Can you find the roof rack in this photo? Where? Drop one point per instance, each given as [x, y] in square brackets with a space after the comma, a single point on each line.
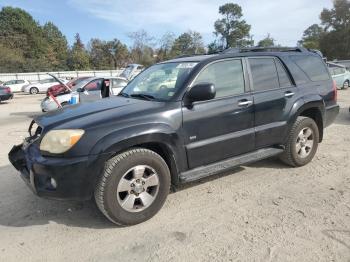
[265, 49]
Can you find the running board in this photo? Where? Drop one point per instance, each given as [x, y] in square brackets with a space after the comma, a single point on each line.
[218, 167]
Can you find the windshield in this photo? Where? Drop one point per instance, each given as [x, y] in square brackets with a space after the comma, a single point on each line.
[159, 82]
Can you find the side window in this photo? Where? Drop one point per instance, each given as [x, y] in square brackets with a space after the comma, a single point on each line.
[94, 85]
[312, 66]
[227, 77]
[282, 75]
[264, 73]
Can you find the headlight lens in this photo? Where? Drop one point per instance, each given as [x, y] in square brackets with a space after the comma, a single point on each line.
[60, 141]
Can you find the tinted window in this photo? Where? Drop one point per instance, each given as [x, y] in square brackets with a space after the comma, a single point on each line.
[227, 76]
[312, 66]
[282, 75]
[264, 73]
* * *
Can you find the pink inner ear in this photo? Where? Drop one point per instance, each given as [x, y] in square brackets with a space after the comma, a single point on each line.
* * *
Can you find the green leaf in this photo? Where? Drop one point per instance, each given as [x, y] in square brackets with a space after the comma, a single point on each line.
* * *
* _Your task_
Copy out each line of the records above that contains the word "window".

* _Final result_
Can you find the side window in this photo? Where? Drop one point per instance, each given as [x, y] in square brackets with a space after the comma, a single point on each line.
Can you find the tinted window in this photo? Where? Drop one point per instance, each given as [x, y] in square brackets with a space after the comma, a single point on each line.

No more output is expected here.